§ Information
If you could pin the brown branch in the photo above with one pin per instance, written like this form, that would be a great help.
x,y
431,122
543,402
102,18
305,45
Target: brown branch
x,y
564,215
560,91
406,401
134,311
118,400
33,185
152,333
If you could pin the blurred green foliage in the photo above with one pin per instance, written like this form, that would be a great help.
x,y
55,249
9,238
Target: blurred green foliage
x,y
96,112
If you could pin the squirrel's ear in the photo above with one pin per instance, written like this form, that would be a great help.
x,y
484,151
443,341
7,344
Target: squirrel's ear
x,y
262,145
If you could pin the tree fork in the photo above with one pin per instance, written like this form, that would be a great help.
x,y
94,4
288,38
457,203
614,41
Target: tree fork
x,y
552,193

§ Prompt
Scan the entries above. Copy each line that has the string "great".

§ Answer space
If you could pin the brown branch in the photo above with one pin per instance, written like this form, that would be a great help.
If you could pin the blurred green foliage in the photo above with one pin per instance, written like this form, that would be a great help.
If you could pin the squirrel's ear in the photo above with one pin per instance, written like this form, that would be a great help.
If you could pin the tree fork in the photo above with one pin per instance, written like this form, that would be a great help.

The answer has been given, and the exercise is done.